──────── Supplied information ────────

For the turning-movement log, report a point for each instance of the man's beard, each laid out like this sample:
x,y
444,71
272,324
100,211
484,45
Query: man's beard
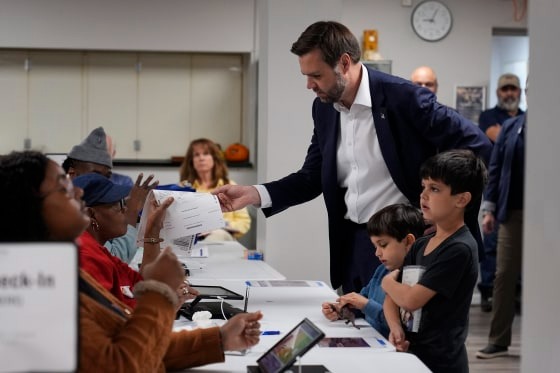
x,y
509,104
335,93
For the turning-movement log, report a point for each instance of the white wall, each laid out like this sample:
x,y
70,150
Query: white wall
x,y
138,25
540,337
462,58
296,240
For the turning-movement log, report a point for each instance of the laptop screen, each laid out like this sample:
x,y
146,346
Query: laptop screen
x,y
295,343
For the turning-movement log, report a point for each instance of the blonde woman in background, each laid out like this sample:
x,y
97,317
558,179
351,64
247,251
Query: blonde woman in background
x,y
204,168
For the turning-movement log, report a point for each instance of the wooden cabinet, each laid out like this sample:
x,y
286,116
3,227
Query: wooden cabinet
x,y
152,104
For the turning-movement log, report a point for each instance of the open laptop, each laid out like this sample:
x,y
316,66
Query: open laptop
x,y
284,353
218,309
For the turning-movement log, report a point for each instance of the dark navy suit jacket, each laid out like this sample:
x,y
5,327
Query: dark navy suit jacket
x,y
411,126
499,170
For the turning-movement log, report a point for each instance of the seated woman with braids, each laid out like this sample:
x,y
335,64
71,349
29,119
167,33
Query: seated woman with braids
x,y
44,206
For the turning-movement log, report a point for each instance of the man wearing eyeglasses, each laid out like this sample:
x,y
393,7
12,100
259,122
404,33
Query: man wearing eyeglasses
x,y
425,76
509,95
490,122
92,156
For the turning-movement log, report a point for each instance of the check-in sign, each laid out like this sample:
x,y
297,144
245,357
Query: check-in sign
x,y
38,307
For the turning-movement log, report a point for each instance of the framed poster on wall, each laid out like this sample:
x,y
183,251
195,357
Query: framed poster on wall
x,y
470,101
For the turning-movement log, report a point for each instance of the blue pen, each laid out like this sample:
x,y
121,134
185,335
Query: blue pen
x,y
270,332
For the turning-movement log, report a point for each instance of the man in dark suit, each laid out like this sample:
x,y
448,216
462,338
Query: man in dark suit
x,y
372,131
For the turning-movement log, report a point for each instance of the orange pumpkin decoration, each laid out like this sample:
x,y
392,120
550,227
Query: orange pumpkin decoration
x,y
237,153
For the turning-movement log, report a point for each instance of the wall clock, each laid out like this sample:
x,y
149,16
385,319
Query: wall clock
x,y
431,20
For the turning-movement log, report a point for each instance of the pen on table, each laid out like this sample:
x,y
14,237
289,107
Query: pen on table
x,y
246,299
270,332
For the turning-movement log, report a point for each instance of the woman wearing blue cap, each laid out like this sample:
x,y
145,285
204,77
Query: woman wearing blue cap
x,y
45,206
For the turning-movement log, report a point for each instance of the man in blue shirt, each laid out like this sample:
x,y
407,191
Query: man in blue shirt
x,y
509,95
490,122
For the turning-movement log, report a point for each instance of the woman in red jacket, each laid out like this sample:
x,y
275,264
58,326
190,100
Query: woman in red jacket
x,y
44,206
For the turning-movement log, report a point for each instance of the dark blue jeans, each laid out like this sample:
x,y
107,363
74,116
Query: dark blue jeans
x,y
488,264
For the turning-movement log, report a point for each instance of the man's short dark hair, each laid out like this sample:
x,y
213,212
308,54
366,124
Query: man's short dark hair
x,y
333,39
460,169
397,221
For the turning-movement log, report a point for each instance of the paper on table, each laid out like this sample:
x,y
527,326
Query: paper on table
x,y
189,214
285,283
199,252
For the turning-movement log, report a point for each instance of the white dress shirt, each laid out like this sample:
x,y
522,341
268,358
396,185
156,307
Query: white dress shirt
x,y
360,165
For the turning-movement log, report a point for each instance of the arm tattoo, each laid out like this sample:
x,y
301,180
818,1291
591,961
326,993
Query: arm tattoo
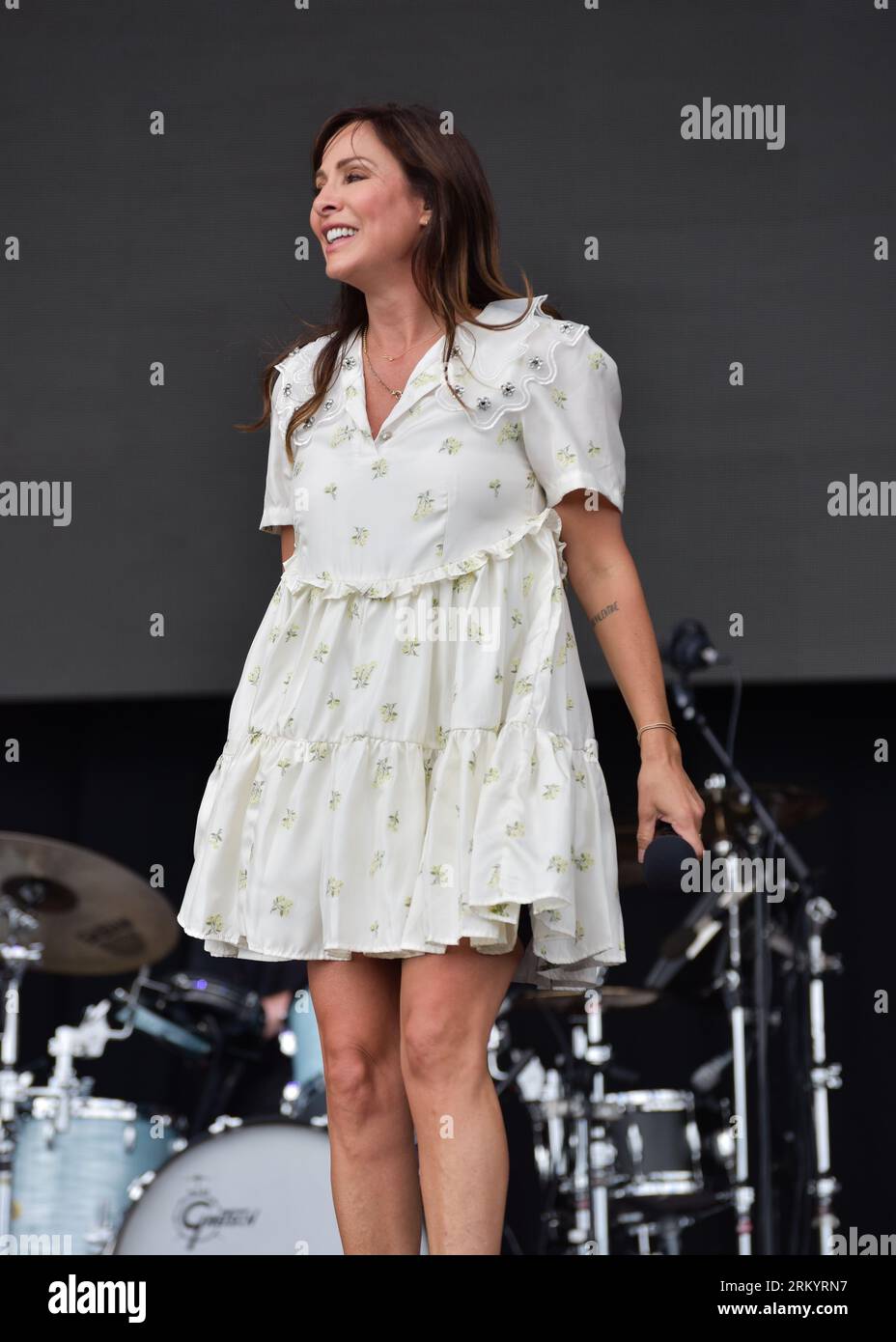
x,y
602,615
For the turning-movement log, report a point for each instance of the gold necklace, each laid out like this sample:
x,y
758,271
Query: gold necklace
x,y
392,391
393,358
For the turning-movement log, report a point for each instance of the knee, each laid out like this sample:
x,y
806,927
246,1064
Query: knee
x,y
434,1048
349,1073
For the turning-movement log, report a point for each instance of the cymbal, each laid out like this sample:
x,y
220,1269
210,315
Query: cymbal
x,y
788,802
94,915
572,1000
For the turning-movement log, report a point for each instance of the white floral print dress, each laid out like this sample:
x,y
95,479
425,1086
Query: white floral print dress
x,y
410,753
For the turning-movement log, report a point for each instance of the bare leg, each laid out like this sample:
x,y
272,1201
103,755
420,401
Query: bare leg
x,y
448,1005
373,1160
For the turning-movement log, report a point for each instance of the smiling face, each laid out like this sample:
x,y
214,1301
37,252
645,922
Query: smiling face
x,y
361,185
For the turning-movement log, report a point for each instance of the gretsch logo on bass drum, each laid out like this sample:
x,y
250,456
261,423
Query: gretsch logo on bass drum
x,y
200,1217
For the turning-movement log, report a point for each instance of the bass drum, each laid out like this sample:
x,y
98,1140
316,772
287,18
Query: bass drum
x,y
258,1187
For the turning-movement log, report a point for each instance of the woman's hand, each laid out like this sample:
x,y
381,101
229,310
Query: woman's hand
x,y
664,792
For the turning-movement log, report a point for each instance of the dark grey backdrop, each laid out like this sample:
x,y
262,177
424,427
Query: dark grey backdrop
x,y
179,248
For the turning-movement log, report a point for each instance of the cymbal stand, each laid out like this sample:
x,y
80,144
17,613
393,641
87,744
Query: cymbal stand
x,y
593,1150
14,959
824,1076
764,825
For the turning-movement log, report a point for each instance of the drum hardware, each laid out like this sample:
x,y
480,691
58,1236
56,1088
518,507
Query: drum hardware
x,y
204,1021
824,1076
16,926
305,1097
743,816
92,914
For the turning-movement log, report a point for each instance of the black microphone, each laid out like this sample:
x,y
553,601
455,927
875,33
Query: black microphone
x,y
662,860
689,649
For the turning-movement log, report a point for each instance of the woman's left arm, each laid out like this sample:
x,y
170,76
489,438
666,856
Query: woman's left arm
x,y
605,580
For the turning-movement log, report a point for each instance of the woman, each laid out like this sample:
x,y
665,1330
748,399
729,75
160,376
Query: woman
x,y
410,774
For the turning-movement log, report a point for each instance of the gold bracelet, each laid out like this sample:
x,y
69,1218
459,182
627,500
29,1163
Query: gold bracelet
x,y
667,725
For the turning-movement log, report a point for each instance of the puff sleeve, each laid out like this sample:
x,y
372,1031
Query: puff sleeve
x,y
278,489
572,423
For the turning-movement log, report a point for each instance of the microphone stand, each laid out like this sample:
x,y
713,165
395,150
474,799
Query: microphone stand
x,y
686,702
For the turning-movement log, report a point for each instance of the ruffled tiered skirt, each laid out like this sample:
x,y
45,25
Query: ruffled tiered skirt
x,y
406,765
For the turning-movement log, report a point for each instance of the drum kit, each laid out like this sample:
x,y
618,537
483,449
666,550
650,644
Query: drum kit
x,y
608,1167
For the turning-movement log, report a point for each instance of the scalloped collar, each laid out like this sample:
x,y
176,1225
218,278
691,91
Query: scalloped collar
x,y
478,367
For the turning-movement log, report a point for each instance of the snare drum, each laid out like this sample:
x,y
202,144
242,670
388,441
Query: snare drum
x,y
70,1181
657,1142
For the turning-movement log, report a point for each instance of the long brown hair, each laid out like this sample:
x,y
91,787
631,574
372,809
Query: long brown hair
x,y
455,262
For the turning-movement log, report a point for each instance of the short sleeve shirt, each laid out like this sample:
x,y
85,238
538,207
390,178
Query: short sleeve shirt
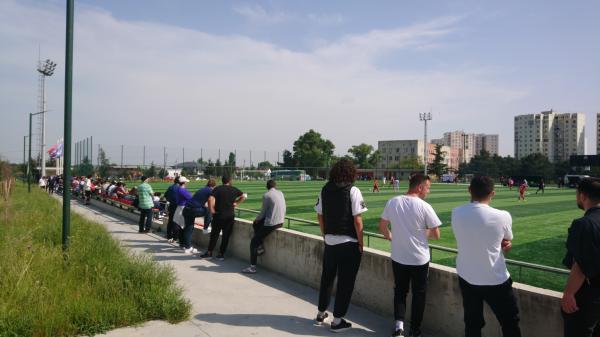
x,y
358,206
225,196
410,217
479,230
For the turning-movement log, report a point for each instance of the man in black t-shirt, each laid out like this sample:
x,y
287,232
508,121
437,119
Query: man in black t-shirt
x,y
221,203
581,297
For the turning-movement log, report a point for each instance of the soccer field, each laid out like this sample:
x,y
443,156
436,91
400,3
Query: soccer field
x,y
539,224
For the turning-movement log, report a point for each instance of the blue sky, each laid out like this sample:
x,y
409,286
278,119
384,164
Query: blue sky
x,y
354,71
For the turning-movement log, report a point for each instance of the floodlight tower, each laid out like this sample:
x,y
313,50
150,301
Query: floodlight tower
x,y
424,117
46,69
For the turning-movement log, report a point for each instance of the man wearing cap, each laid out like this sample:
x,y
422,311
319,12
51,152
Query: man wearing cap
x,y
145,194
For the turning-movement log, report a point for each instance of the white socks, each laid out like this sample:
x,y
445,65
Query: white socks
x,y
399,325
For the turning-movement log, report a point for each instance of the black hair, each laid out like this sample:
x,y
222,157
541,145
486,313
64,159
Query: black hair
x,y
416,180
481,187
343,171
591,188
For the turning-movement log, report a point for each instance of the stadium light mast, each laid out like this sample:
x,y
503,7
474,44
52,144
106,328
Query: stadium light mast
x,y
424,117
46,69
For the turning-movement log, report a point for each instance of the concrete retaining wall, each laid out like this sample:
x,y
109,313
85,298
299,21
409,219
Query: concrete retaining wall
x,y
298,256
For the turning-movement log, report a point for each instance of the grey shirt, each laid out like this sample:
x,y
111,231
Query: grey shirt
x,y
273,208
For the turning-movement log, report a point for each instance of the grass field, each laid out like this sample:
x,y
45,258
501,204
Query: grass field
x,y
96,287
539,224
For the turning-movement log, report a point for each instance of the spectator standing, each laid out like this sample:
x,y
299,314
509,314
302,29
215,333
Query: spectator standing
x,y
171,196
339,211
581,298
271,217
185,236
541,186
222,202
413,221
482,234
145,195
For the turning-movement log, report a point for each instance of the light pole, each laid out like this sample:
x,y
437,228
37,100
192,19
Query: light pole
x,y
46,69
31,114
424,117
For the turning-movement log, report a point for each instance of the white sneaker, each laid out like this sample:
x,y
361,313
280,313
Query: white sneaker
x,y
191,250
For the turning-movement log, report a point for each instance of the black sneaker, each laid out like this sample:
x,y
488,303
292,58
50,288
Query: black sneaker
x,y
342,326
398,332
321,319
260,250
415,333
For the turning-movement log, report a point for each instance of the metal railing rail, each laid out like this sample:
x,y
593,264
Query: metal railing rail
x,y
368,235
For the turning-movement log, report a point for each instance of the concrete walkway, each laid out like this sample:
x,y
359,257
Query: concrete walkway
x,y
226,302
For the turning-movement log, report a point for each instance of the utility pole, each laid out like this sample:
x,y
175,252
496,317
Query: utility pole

────────

How to complete this task
Report each line in the data above that holds the word "utility" by copying it.

Completed exercise
For the turning-movement log, report a point for each instance of the utility pole, each laid out like this sample:
Query: utility pole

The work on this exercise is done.